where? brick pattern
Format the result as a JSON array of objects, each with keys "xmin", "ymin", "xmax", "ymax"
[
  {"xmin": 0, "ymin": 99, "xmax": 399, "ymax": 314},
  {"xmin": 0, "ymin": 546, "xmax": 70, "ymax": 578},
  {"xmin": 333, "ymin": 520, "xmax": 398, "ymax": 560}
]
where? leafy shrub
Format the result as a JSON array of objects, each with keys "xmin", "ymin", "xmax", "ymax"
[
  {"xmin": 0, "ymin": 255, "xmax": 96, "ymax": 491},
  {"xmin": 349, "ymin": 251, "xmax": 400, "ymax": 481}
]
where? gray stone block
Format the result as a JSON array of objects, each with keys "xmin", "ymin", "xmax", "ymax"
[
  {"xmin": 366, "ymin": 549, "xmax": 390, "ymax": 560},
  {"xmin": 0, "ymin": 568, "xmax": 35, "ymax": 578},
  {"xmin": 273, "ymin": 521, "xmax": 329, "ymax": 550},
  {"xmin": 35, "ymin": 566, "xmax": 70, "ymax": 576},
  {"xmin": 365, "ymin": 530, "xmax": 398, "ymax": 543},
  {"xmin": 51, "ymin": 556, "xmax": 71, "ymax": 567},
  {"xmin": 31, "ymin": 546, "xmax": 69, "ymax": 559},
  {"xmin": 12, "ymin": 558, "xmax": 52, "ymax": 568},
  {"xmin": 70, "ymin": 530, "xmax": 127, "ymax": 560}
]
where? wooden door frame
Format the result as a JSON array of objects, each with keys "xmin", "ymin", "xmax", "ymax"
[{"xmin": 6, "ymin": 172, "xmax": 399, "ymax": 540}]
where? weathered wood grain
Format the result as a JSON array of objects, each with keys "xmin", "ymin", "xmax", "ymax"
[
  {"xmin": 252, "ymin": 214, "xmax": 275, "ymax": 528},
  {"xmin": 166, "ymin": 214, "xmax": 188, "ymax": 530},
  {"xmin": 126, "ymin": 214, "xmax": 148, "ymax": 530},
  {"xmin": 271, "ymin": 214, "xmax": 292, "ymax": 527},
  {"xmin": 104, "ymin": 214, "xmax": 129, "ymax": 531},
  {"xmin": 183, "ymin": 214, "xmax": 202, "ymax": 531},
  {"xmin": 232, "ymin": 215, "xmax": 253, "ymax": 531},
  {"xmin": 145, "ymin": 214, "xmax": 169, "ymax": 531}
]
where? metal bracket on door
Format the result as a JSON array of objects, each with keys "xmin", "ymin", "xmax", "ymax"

WHAT YOU WILL DO
What you output should match every line above exactly.

RESULT
where? brick pattern
Format the result as a JSON array of objects, each with keys "xmin", "ymin", "xmax", "ymax"
[
  {"xmin": 0, "ymin": 99, "xmax": 399, "ymax": 314},
  {"xmin": 0, "ymin": 546, "xmax": 70, "ymax": 578},
  {"xmin": 333, "ymin": 520, "xmax": 398, "ymax": 560}
]
where? leafy shrub
Format the result as a JSON array of objects, each with keys "xmin", "ymin", "xmax", "ymax"
[
  {"xmin": 0, "ymin": 255, "xmax": 96, "ymax": 491},
  {"xmin": 349, "ymin": 251, "xmax": 400, "ymax": 481}
]
where? gray stone block
Format the result as a JSON array of objects, each with keys "xmin", "ymin", "xmax", "ymax"
[
  {"xmin": 366, "ymin": 549, "xmax": 390, "ymax": 560},
  {"xmin": 0, "ymin": 568, "xmax": 35, "ymax": 578},
  {"xmin": 273, "ymin": 521, "xmax": 329, "ymax": 550},
  {"xmin": 35, "ymin": 566, "xmax": 70, "ymax": 576},
  {"xmin": 365, "ymin": 530, "xmax": 398, "ymax": 543},
  {"xmin": 51, "ymin": 556, "xmax": 71, "ymax": 567},
  {"xmin": 31, "ymin": 546, "xmax": 69, "ymax": 559},
  {"xmin": 12, "ymin": 558, "xmax": 52, "ymax": 568},
  {"xmin": 70, "ymin": 530, "xmax": 127, "ymax": 560}
]
where? wooden door frame
Format the result as a JSON array of objects, each with keys "xmin", "ymin", "xmax", "ymax"
[{"xmin": 6, "ymin": 172, "xmax": 399, "ymax": 540}]
where? weathered wood grain
Format the result as a JSON array of objects, each with keys "xmin", "ymin", "xmax", "ymax"
[
  {"xmin": 252, "ymin": 214, "xmax": 275, "ymax": 528},
  {"xmin": 166, "ymin": 214, "xmax": 188, "ymax": 530},
  {"xmin": 126, "ymin": 214, "xmax": 148, "ymax": 530},
  {"xmin": 271, "ymin": 214, "xmax": 292, "ymax": 527},
  {"xmin": 104, "ymin": 214, "xmax": 129, "ymax": 531},
  {"xmin": 183, "ymin": 214, "xmax": 202, "ymax": 531},
  {"xmin": 232, "ymin": 215, "xmax": 253, "ymax": 531},
  {"xmin": 145, "ymin": 214, "xmax": 169, "ymax": 531}
]
where? metal bracket on door
Format the result as a JSON array of objects, each with keys "xmin", "ymin", "xmax", "ymax"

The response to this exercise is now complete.